** start of EXERCISE MATERIALS **
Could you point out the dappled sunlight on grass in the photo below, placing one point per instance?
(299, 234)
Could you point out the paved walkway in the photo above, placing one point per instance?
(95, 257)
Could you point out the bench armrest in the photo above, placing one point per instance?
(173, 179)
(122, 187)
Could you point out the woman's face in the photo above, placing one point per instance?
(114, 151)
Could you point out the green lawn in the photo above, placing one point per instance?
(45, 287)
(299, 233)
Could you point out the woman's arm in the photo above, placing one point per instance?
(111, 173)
** end of EXERCISE MATERIALS **
SET TASK: Return the entries word for word, starting at the line that contains "Could you point out the paved" and ending at the last line of the entries, with both ends included.

COMPLETE OUTPUT:
Could you point out the paved walkway in the photo above, placing one point per instance?
(95, 257)
Could you point out the bench armrest in the photo above, placing one point per instance?
(173, 179)
(122, 187)
Could you point out the woman's face in the photo above, placing one point per instance?
(114, 151)
Could you point out the green lawn in the photo above, placing one point per instance?
(45, 287)
(299, 233)
Could you point out the woman's arm in the photo above, placing one point per instance?
(111, 173)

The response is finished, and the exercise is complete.